-- START Exercise inputs --

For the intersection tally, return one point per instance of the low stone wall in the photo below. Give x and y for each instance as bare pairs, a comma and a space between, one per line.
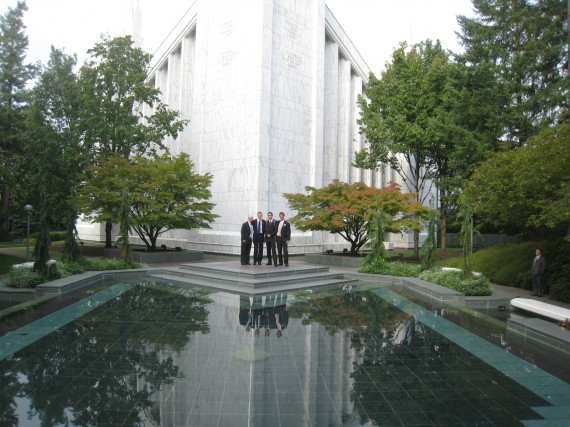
157, 256
335, 260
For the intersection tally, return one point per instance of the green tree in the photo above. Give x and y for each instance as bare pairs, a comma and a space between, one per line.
53, 134
376, 235
466, 234
165, 194
14, 76
121, 112
428, 252
526, 189
412, 122
125, 227
523, 44
348, 210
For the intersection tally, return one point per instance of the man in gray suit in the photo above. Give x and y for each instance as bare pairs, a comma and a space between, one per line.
246, 237
537, 270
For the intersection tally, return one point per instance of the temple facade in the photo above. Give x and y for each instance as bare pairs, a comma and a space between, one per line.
270, 91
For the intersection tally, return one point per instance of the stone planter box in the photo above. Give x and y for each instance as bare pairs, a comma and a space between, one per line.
159, 256
336, 260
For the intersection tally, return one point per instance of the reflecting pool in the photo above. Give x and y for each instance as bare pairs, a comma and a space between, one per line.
149, 353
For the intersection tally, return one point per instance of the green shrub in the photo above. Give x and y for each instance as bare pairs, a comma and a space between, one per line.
396, 268
557, 276
475, 286
24, 278
502, 264
27, 278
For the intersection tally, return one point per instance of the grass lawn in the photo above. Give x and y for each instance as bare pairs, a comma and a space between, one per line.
7, 261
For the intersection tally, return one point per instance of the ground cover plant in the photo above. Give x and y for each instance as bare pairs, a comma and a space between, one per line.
24, 277
474, 286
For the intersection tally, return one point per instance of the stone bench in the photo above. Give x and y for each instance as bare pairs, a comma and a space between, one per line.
541, 308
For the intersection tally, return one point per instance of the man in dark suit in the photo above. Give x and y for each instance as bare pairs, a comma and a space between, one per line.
283, 238
258, 238
538, 266
270, 233
246, 238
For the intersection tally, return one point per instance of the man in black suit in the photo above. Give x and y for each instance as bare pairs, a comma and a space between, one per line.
538, 266
283, 238
246, 237
258, 238
270, 233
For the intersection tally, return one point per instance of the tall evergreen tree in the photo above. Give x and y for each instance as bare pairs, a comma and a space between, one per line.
14, 75
523, 44
121, 113
414, 120
53, 133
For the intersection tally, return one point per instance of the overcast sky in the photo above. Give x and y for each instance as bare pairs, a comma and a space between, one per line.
375, 27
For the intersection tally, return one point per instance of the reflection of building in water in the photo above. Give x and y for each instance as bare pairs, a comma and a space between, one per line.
229, 373
270, 90
264, 313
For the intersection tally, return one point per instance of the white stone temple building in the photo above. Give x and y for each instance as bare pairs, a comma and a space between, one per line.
270, 90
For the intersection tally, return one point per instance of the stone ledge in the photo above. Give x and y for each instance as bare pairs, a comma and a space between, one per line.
157, 256
336, 260
540, 332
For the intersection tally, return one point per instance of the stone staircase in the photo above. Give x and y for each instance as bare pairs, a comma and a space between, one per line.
251, 278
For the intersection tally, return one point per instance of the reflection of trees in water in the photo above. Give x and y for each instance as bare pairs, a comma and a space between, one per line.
104, 367
336, 312
8, 391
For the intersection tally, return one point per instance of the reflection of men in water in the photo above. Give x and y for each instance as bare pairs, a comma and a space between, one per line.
278, 315
245, 314
264, 312
281, 315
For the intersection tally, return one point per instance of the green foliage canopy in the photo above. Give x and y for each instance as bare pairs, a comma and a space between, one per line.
348, 210
164, 194
526, 188
121, 112
524, 45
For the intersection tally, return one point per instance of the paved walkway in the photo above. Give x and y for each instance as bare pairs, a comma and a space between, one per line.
498, 290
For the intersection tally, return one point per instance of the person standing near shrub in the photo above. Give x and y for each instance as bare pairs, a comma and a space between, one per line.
283, 237
537, 271
246, 238
271, 230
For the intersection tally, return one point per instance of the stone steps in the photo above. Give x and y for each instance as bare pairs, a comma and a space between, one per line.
227, 276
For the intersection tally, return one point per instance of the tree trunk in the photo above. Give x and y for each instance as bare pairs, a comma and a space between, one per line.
108, 236
443, 226
4, 213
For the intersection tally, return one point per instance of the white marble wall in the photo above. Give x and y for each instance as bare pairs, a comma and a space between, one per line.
270, 89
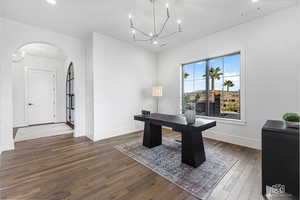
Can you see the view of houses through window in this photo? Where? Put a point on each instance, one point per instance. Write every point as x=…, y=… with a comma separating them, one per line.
x=212, y=86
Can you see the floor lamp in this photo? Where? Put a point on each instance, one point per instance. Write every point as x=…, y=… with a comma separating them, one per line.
x=157, y=92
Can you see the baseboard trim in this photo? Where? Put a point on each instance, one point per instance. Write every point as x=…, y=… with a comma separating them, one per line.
x=233, y=139
x=118, y=135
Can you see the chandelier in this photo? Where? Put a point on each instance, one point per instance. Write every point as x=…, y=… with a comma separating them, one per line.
x=159, y=33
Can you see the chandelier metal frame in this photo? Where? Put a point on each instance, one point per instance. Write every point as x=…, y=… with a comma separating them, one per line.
x=157, y=34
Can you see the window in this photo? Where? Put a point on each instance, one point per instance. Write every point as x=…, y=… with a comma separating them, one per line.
x=212, y=86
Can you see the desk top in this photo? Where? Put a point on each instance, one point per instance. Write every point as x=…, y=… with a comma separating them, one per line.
x=176, y=121
x=280, y=127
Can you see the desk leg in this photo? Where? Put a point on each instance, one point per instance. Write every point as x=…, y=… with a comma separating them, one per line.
x=192, y=152
x=152, y=135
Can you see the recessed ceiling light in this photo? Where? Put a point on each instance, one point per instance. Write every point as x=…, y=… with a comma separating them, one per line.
x=52, y=2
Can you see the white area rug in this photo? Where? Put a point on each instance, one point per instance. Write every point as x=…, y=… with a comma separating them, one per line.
x=33, y=132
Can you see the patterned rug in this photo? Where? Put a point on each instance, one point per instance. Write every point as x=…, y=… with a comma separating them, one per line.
x=166, y=161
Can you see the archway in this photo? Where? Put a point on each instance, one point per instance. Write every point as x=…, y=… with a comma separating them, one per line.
x=39, y=75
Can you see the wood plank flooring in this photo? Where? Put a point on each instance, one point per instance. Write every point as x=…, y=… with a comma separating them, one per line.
x=63, y=167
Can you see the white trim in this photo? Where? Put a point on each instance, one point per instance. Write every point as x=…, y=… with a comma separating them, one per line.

-- END Exercise inputs --

* Task details: Update every item above by changing "intersection tally" to "overlap count" and leaving everything else as it is. Leave the pictures out of your answer.

* Exercise solution:
For the overlap count, return one point per instance of the low stone wall in the photo below. Give x and y for each instance as bare pairs, a comma and a space between, one per line.
157, 256
335, 260
For the overlap count, return one point per instance of the green tree in the photo above. Give x and y for each instance as bare pairs, a comma and a space between, one per line.
53, 134
376, 235
466, 234
165, 194
14, 76
121, 112
428, 252
526, 189
412, 122
125, 227
523, 44
348, 210
For the overlap count, return one point per instance of the man in gray suit in the photo above. Give x and y for each instance as bare pairs, a comma and a space between, one per line.
246, 237
537, 270
For the overlap count, return one point per instance of the temple facade in the photo above. Give x and y for each instance as bare pairs, a comma and a space between, one per line.
270, 91
For the overlap count, return one point per instance of the stone planter box in the photo above. Give x and y for each instance as bare pairs, a comma and a space between, one per line.
159, 256
336, 260
For the overlap count, return one point per instance of the reflecting pool in the photo above. Give x and y for each instance as bare pairs, a comma and a space between, one per line.
149, 353
For the overlap count, return one point per instance of the green shrub in the photo above. Give x and y for each instance as bare pairs, a comma and a space between, one per line.
396, 268
557, 276
475, 286
24, 278
502, 264
27, 278
For the overlap count, return one point per instance of the grass lawn in the photo above. Give x and y for each instance as bare pairs, a comma and a space between, one per line.
7, 261
For the overlap count, return one point per instance of the ground cover plant in the photo above. Give x and y for each instance as bare pairs, a comma and a space between, one per line.
24, 277
474, 286
For the overlap count, return one point per instance of the stone bench in the photo above. Give x and y for each instance as bare pairs, a comma and a space between, one per line.
541, 308
For the overlap count, return one point per instance of the man in dark suit in the photo above. Give x and y for each instance as bare pairs, a comma and a space between, one per line.
283, 238
258, 238
538, 266
270, 233
246, 238
For the overlap count, return one point per instance of the man in black suit in the photo above. Give x and y for each instance as bare pairs, a comma and a space between, one per line.
538, 266
283, 238
246, 237
258, 238
270, 233
For the overlap count, return one point per instance of the tall evergreen tree in the photo above. Give x and y for each instance as bare pairs, a comma and a space between, one per line.
14, 75
523, 44
121, 113
414, 120
53, 133
For the overlap count, return one point per instance of the overcast sky in the photo above. Give x and y for each instance as bare pairs, a comma and a space between, one per line.
375, 27
For the overlap count, return one point per instance of the reflection of building in water in the photo above. Give x and y for each instance as bare pairs, a comma and a space between, one per line.
229, 373
270, 90
264, 313
For the overlap count, return one point per instance of the white stone temple building in the photo above. Give x and y for each instance as bare pairs, a comma and a space between, one per line.
270, 90
For the overlap count, return one point per instance of the stone ledge in the photo above. Give x and y for each instance as bare pairs, a comma and a space between, one per line.
157, 256
336, 260
540, 332
For the overlap count, return one point per instance of the stone staircase in the photo above. Give x and y for each instance as bare pairs, a comma and a space between, one per line.
251, 278
For the overlap count, return one point per instance of the reflection of trees in water in the photo above. Give x and y for each instance as bare pairs, a comma and a space between, one per line.
104, 367
336, 312
8, 391
For the overlap count, return one point per instance of the reflection of men in water in the photo above. Give x and y for each instance as bare pairs, a comma and a space between, one per line.
278, 315
245, 314
264, 312
281, 315
For the overlap count, return one point per instance of the green foliage canopy in the photo above. Give x and y for each instance as bare pairs, a comma and a space between, one per line.
348, 210
164, 194
526, 188
121, 112
524, 45
For the overlap count, return one point per instance of the paved walkway in the photo above. Give x and y for each instance as bare pairs, a comma and a space between, one per line.
498, 290
For the overlap count, return one point per instance of the person standing near shrub in the photo above. Give x and y for each instance as bare pairs, a comma and a space between, one per line.
283, 237
537, 271
246, 238
271, 230
For the overlap count, return one point per instance of the stone steps in the photo above. Give x and y for each instance as bare pairs, a comma and a space between, one per line.
227, 276
For the overlap count, return one point per instance of the tree trunk in the photo above. Give x and y for each instance as bare pairs, a comma and a space between, one per line.
108, 236
443, 226
4, 213
For the overlap count, return one point per instance of the white marble wall in the photo above. Give x and y for each instance as bare pairs, a comma and a space between, one per line.
270, 89
Can you see the view of houses through window in this photo? Where? Put a point on each instance, one point per instance. Write every point as x=…, y=… with a comma separating them, one per line.
x=212, y=86
Can you see the floor lamp in this photo? Where? Put a point on each instance, one point per instance. Write every point as x=…, y=… with a comma separating them, one per line.
x=157, y=92
Can you see the baseboard trim in this photo? Where? Put a point on each instance, one point per instance. Write every point as x=…, y=… with a comma separating them, one per line.
x=233, y=139
x=118, y=135
Can you see the chandelier in this photo? Where? Put a point on each instance, one point per instance. Write every point as x=…, y=… with a comma separating them, one per line.
x=159, y=33
Can you see the chandelier metal frame in this photo? Where? Put a point on each instance, one point per instance. Write every point as x=…, y=… with a comma separating them, one per line.
x=157, y=34
Can you see the window in this photo? Where? Put a point on each instance, one point per instance. Write every point as x=…, y=… with a comma separating them, one per line.
x=212, y=86
Can you see the desk top in this photo? Where? Put a point on each instance, one point per instance. Write every point as x=…, y=… with a comma separating them, one per line.
x=176, y=121
x=280, y=127
Can you see the desk leg in this photo? Where? Put a point on each instance, one point per instance. Write every point as x=…, y=… with a comma separating them, one per line.
x=192, y=152
x=152, y=135
Can you see the recessed ceiling light in this photo? Where? Put a point on each instance, one point per instance. Write every point as x=…, y=… with a comma separating them, one per line.
x=52, y=2
Can you see the white area rug in this photo? Where? Put a point on each instance, one point per instance. Write every point as x=…, y=… with a comma separating them, one per line.
x=33, y=132
Can you see the patterned rug in this photo? Where? Put a point on each instance, one point per instance. Write every point as x=…, y=… with a comma separating them, one per line.
x=166, y=161
Can you see the archway in this photo? Where? Put a point on each instance, one point per instance. Write every point as x=…, y=… with a comma separating them, one per line.
x=39, y=75
Can you see the wood plank flooring in this photo? Where? Put a point on each instance, one point per instance. Write every point as x=…, y=… with a comma separating them, one per line.
x=63, y=167
Can you see the white trim in this photo? Where? Put a point on each instance, one point per instance. Write every point as x=…, y=… with a comma separating them, one per line.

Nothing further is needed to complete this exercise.